%%

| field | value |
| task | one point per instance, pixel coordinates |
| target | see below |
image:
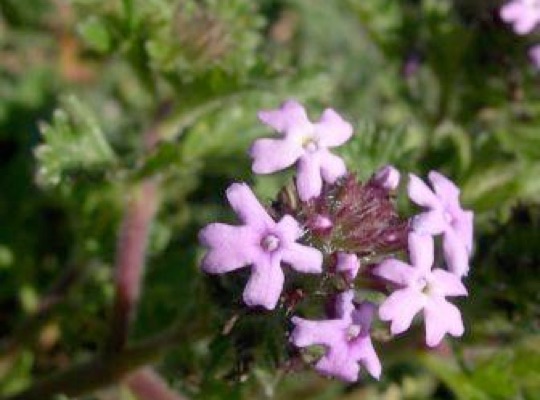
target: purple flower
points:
(387, 177)
(534, 55)
(523, 14)
(445, 216)
(303, 143)
(348, 265)
(421, 288)
(346, 339)
(261, 243)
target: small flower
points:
(261, 243)
(421, 288)
(445, 216)
(346, 339)
(304, 143)
(523, 14)
(534, 55)
(348, 265)
(387, 177)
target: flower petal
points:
(288, 229)
(230, 247)
(421, 251)
(247, 207)
(332, 166)
(265, 284)
(400, 308)
(441, 317)
(430, 222)
(421, 194)
(455, 253)
(363, 316)
(290, 116)
(444, 187)
(332, 130)
(271, 155)
(395, 271)
(309, 181)
(338, 364)
(526, 23)
(303, 258)
(447, 283)
(364, 352)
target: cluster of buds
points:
(348, 234)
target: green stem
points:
(103, 370)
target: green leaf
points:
(73, 141)
(94, 32)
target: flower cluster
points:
(524, 15)
(346, 235)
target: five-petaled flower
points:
(421, 288)
(261, 243)
(523, 14)
(445, 216)
(346, 339)
(304, 143)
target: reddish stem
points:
(131, 249)
(146, 384)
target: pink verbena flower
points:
(445, 216)
(346, 339)
(261, 243)
(534, 55)
(524, 15)
(304, 143)
(421, 288)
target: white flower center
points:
(310, 144)
(353, 331)
(270, 243)
(532, 3)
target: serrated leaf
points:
(72, 141)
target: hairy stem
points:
(130, 258)
(103, 370)
(146, 384)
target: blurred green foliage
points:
(427, 83)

%%

> [EXERCISE GOAL]: Copy out all of the material above line for line, with no changes, and omit the picture.

> [FULL ANSWER]:
| field | value |
| task | one point per instance, pixel coordinates |
| target | see below |
image:
target: purple flower
points:
(387, 177)
(534, 55)
(523, 14)
(445, 216)
(303, 143)
(348, 265)
(421, 288)
(346, 339)
(261, 243)
target: small flower
points:
(261, 243)
(421, 288)
(445, 216)
(346, 339)
(304, 143)
(523, 14)
(534, 55)
(348, 265)
(387, 177)
target: flower petal
points:
(288, 229)
(230, 247)
(421, 251)
(247, 207)
(332, 166)
(265, 284)
(400, 308)
(441, 317)
(430, 222)
(421, 194)
(455, 253)
(363, 316)
(290, 116)
(444, 187)
(332, 130)
(271, 155)
(395, 271)
(309, 181)
(338, 364)
(526, 23)
(303, 258)
(447, 283)
(364, 352)
target: cluster of buds
points:
(348, 234)
target: green stem
points:
(103, 370)
target: green leaf
points:
(73, 141)
(94, 32)
target: flower cluster
points:
(524, 15)
(346, 235)
target: five-petaled flower
points:
(421, 288)
(261, 243)
(523, 14)
(445, 216)
(346, 339)
(304, 143)
target: reddish stem
points:
(131, 249)
(146, 384)
target: pink verbena flower
points:
(445, 216)
(346, 339)
(261, 243)
(534, 55)
(524, 15)
(304, 143)
(421, 288)
target: white flower center
points:
(310, 144)
(353, 331)
(270, 243)
(532, 3)
target: serrated leaf
points:
(72, 141)
target: hairy stem
points:
(130, 258)
(103, 370)
(146, 384)
target: blurred green foliage
points:
(427, 83)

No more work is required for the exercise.